DATASET RECORDS:
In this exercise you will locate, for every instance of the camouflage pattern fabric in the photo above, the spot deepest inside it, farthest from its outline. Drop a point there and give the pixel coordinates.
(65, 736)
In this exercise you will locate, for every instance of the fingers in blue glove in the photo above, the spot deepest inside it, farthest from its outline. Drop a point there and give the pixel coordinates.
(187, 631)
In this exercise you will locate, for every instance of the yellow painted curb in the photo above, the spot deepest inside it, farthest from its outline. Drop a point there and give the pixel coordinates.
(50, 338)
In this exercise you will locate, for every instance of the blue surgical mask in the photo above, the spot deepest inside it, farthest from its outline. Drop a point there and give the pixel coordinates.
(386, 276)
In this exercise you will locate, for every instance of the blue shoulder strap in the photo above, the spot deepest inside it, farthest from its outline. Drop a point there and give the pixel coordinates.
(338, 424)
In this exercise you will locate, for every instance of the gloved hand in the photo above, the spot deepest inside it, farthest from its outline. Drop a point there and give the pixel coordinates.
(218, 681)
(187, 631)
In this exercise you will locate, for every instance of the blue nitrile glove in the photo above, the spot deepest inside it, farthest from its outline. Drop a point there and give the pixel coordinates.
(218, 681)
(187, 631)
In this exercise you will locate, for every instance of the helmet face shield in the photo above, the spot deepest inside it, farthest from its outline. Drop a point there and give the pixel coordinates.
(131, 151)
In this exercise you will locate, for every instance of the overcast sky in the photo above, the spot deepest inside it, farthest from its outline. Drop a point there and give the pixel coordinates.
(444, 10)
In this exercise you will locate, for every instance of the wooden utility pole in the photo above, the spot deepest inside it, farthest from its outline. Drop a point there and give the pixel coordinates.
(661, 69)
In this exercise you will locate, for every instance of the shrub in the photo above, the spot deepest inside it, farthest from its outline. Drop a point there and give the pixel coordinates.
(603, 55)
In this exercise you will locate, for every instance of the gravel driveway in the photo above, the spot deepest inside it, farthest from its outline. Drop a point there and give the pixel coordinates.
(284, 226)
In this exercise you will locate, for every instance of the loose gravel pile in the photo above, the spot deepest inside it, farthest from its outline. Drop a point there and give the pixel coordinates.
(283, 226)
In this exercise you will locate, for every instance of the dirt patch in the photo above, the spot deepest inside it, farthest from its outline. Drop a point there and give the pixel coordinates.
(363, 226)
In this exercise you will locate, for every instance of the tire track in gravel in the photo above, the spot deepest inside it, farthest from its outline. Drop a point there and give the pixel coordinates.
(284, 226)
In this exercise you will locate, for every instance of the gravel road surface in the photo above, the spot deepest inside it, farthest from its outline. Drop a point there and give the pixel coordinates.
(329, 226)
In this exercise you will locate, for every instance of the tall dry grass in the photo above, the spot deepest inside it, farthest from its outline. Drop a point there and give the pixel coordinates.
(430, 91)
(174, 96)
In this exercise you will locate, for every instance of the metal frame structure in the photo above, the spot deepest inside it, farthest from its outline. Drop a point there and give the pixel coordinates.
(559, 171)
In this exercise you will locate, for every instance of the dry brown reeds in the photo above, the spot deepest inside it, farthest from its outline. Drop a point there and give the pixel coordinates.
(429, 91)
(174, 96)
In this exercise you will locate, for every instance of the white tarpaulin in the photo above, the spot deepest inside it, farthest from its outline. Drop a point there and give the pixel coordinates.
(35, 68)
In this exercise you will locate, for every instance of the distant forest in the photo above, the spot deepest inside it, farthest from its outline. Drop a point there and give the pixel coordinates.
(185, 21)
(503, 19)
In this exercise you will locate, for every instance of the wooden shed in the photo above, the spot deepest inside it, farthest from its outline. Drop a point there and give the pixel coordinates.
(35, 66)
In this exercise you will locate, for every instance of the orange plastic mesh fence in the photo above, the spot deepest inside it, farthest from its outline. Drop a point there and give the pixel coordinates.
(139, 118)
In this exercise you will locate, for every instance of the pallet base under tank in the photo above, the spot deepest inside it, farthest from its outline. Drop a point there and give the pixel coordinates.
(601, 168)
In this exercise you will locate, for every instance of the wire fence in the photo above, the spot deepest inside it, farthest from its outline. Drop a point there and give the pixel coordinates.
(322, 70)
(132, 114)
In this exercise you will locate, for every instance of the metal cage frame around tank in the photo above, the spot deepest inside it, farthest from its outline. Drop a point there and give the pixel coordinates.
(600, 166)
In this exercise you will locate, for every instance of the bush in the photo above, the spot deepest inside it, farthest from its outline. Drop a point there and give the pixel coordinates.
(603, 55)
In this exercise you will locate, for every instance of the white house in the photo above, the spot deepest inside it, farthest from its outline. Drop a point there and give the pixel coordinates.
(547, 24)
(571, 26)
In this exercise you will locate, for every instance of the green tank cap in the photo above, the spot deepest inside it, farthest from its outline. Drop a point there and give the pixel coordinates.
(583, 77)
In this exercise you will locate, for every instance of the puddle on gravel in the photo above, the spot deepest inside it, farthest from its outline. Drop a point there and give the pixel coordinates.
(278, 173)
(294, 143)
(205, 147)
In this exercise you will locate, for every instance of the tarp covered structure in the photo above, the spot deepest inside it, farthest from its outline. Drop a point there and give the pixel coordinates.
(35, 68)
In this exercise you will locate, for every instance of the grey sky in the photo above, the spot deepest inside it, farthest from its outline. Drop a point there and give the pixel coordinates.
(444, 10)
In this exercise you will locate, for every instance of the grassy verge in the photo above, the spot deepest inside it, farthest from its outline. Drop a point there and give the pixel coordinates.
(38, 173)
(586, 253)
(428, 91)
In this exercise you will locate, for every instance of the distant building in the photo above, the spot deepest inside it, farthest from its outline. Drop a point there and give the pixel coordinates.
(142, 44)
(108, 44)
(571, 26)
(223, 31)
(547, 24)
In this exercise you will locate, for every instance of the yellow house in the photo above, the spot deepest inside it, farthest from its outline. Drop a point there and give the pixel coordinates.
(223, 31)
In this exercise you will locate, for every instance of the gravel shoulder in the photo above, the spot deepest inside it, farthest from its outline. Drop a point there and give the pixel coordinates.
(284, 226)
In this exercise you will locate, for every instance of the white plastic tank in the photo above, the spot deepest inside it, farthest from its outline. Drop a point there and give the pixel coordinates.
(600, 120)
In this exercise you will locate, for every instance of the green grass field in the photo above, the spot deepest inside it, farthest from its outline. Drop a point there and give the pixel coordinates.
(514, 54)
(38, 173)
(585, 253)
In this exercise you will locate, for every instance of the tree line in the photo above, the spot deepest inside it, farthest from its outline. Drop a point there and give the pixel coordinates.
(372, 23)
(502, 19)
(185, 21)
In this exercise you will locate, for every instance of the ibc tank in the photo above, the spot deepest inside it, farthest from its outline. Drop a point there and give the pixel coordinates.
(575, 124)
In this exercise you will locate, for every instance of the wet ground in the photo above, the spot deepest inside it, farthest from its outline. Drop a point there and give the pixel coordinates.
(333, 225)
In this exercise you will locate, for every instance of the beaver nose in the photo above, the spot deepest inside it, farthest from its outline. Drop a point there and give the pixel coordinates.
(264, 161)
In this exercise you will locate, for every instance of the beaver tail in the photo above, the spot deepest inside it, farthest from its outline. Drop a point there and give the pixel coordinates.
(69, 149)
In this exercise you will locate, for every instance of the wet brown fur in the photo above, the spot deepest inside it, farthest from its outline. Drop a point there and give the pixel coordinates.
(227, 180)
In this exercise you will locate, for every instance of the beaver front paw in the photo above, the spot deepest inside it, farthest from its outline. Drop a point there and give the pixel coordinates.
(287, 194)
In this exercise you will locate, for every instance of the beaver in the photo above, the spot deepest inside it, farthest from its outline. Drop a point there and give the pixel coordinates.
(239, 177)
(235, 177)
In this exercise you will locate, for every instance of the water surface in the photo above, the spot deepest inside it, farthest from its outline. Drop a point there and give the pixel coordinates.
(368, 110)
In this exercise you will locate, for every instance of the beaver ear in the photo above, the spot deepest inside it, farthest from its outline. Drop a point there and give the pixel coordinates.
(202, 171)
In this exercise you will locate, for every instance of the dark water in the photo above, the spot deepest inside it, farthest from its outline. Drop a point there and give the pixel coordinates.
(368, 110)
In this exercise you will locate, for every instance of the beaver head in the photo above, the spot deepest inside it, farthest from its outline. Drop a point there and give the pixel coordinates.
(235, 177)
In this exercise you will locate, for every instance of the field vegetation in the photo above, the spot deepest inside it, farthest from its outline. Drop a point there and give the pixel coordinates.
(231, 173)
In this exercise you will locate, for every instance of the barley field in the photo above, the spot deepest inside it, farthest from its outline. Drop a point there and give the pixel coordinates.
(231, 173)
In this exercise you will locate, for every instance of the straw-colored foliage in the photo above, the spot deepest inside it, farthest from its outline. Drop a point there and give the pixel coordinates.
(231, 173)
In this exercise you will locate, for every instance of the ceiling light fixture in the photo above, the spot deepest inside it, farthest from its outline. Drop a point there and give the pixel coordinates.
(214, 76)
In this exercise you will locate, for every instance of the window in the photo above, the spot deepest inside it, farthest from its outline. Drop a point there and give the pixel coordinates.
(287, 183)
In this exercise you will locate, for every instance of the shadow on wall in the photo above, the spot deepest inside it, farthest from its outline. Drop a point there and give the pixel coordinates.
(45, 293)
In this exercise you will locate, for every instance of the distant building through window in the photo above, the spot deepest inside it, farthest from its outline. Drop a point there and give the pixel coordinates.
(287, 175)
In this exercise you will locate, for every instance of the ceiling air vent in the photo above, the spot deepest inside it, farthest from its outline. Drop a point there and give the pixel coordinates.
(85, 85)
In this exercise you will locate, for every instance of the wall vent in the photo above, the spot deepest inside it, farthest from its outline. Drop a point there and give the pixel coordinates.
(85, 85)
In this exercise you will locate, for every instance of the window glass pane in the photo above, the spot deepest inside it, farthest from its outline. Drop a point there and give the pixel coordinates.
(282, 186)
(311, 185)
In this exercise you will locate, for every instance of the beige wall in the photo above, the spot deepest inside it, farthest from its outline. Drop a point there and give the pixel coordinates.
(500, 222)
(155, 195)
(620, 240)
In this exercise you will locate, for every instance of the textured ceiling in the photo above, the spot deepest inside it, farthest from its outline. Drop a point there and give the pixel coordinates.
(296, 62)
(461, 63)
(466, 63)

AIM OF THE EXERCISE: Reproduce everything from the line containing "of the beige" down to the end of the listing, with "textured ceiling" replaced by "plaster ceiling" and all else unchanged.

ANSWER TO THIS TASK:
In this exercise you will locate, for every instance of the beige wall in the photo above, the spot deepest inside it, farthest from its outline. Drop a point there and give the pixel coordinates.
(500, 222)
(155, 195)
(620, 240)
In this exercise you will locate, for every instance of the plaster ceiling in the photo above, the spot deepest inside it, farthest from its outline. Drop a point there and give the pixel coordinates.
(296, 62)
(461, 63)
(466, 63)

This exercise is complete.